Sunda dan Buddha yang Langka Kita Baca

Arfi Pandu Dinata
Ditulis oleh Arfi Pandu Dinata diterbitkan Jumat 26 Sep 2025, 20:29 WIB
Mengintip Rupang Sang Buddha dari Samping Jendela Luar di Vihara Buddha Gaya, Kota Bandung. (Sumber: Dokumentasi Pribadi | Foto: Arfi Pandu Dinata)

Mengintip Rupang Sang Buddha dari Samping Jendela Luar di Vihara Buddha Gaya, Kota Bandung. (Sumber: Dokumentasi Pribadi | Foto: Arfi Pandu Dinata)

Sunda dan Buddha, berima dalam lafal, membentuk purwakanti basa. Ada apa di antara keduanya? Kita hampir saja menjawab tidak tahu. Entah karena dianggap kurang menarik, atau sekadar kosong tanpa komentar.

Inilah underexplored. Jaclyn Rekis dalam Religious Identity and Epistemic Injustice: An Intersectional Account (2023) bilang bahwa pengalaman dan pengetahuan minoritas — dalam hal ini relasi Sunda dan Buddha — tidak dianggap cukup penting atau kredibel untuk diperhatikan.

Jadi memang bukan karena ditolak, tapi lebih karena kurang mendapat perhatian. Meskipun akhirnya tetap saja membuat wacana ini ada di pinggiran.

Catatan Awal Masyarakat Sunda

Padahal, dunia Buddhisme justru menjadi salah satu sumber utama bagi kita yang mau memahami kehidupan masyarakat Sunda awal. Kita bisa tahu berita dari seorang bhikkhu asal Tiongkok yang bernama Fa-Hsien. Ia yang menempuh perjalanan jauh ke India sebelum akhirnya singgah di Pulau Jawa pada tahun 414.

Bagian Kumpulan Data:
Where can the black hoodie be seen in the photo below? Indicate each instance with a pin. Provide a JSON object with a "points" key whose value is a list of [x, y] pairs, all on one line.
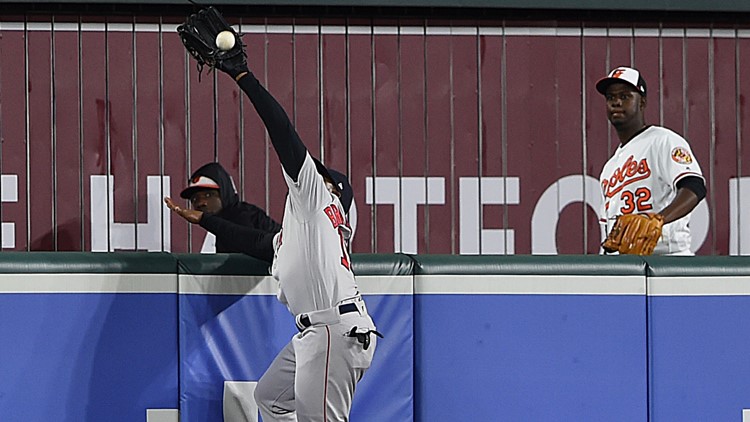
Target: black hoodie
{"points": [[239, 226]]}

Tugas Tertulis:
1. Tuliskan kembali bagian artikel tentang Sunda dan Buddha yang dimulai dengan "Inilah underexplored. Jaclyn" dan berlanjut sampai "kredibel untuk diperhatikan.".
2. Lanjutkan artikel tentang Sunda dan Buddha setelah kalimat terakhir yang ditampilkan.

Jawaban Latihan:
1.
Inilah underexplored. Jaclyn Rekis dalam Religious Identity and Epistemic Injustice: An Intersectional Account (2023) bilang bahwa pengalaman dan pengetahuan minoritas — dalam hal ini relasi Sunda dan Buddha — tidak dianggap cukup penting atau kredibel untuk diperhatikan.

2.
Akibat armada yang membawanya menghadapi badai laut yang dahsyat, berlayar sembilan puluh hari penuh gelombang dan angin. Hingga akhirnya 200 orang ini tiba di negeri yang disebut Ya-va-di, atau Yava Dwipa. Di sana, Fa-Hsien melihat tiga lapis religiusitas yang berkembang. Ada agama para Brahmana yang dominan, dan agama rakyat yang dianggap sebagai aneka bentuk kekeliruan, sedangkan Dhamma Buddha sedikit dipeluk oleh beberapa kalangan saja.

Menurut Nina Herlina Lubis (Sejarah Tatar Sunda, Jilid I, 1956) dan Edi Suhardi Ekadjati (Kebudayaan Sunda: Zaman Pajajaran, 2005), kisah Fa-Hsien itu merujuk pada kedatangannya ke Kerajaan Tarumanegara di Tanah Sunda. Ia punya tujuan untuk menyebarkan agama Buddha selama lima bulan.

Kisahnya seru dan menarik. Kini kita dapat membaca catatan perjalanannya itu secara lengkap melalui terjemahan James Legge dalam A Record of Buddhistic Kingdoms: Being an Account of The Chinese Monk FĂą-Hien of His Travels in India and Ceylon (A.D. 399-414) in Search of The Buddhist Books of Discipline (1886).

Cupu Manik Astagina

Sang Hyang Batara Tunggal memiliki sebuah benda berkilau bagai emas, menyerupai bokor bertutup yang dapat menyingkap segala kejadian di bumi dan langit.

Benda pusaka itu diwariskan ke Batara Surya, lalu ke Dewi Indradi, hingga akhirnya berada di tangan putrinya, Dewi Anjani. Ketika Guarsa dan Jaka Wilantara sebagai saudara Dewi Anjani menginginkannya, Resi Gotama sang ayah menanyakan asal benda tersebut.

Dewi Indradi memilih diam pada suaminya, karena tahu itu adalah pemberian Batara Surya akibat percumbuannya. Murka oleh keheningan, Resi Gotama mengutuk istrinya menjadi patung bisu dan membuang pusaka itu ke telaga.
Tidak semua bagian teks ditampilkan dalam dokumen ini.